STATED GOAL ->
Arrange the lines of the records below as a Markdown table with the columns Row and Line, giving each line a row number and leaving out blank lines. Include only the stretch from the line containing "Could you kindly annotate the man crouching" through the end of the records.

RECORDS PROVIDED ->
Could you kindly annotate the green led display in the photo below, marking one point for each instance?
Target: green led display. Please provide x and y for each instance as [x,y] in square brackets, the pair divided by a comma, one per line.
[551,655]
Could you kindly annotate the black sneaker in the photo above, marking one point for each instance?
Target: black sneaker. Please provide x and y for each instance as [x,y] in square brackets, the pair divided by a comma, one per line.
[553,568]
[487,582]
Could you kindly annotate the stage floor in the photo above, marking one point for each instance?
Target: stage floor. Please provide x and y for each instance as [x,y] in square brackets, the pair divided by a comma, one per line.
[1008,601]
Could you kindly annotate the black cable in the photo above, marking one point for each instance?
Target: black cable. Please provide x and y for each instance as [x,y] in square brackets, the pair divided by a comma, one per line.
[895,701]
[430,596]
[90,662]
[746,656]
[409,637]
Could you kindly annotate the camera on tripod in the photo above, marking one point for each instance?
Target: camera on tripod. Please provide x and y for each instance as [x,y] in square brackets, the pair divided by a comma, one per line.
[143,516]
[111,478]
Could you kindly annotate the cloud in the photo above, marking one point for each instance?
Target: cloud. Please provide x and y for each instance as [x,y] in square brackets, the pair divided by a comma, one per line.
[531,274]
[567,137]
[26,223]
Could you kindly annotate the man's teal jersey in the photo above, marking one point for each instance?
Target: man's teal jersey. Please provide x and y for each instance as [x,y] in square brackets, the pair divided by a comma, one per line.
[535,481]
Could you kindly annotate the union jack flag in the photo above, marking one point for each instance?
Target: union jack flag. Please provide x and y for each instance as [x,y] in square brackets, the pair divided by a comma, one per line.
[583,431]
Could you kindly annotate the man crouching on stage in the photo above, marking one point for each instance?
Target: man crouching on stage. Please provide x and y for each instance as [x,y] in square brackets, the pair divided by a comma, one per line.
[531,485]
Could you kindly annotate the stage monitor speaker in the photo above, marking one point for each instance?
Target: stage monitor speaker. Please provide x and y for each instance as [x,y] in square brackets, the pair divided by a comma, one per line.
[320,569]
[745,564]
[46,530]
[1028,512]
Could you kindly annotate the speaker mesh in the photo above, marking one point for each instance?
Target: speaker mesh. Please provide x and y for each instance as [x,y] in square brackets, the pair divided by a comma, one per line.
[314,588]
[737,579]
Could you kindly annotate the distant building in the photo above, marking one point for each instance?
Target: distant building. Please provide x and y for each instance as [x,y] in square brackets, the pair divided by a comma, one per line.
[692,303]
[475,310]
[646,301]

RESULT OF THIS EXERCISE ->
| Row | Line |
|---|---|
| 1 | Could you kindly annotate the man crouching on stage in the photo above, marking one point for each instance? |
| 2 | Target: man crouching on stage. Please provide x and y for each instance as [x,y] in square brackets, the pair divided by a comma, one per line. |
| 3 | [531,485] |
| 4 | Could you kindly annotate the stage monitor speaker in the photo above, marking one point for each instance? |
| 5 | Target: stage monitor speaker. Please provide x and y for each instance as [x,y] in square brackets, the pair divided by a comma, one per line. |
| 6 | [320,569] |
| 7 | [745,564] |
| 8 | [46,530] |
| 9 | [1028,512] |
| 10 | Could you kindly annotate the speaker mesh in the photo above, marking one point for each instance? |
| 11 | Target: speaker mesh. Please provide x and y for each instance as [x,y] in square brackets, the pair divided by a comma, one per line. |
| 12 | [314,588] |
| 13 | [737,579] |
| 14 | Could you kindly annotate the distant building in the photo above, marking one point for each instance? |
| 15 | Target: distant building. Please provide x and y for each instance as [x,y] in square brackets, the pair divided by a comma, one per line. |
| 16 | [692,303] |
| 17 | [475,310] |
| 18 | [646,301] |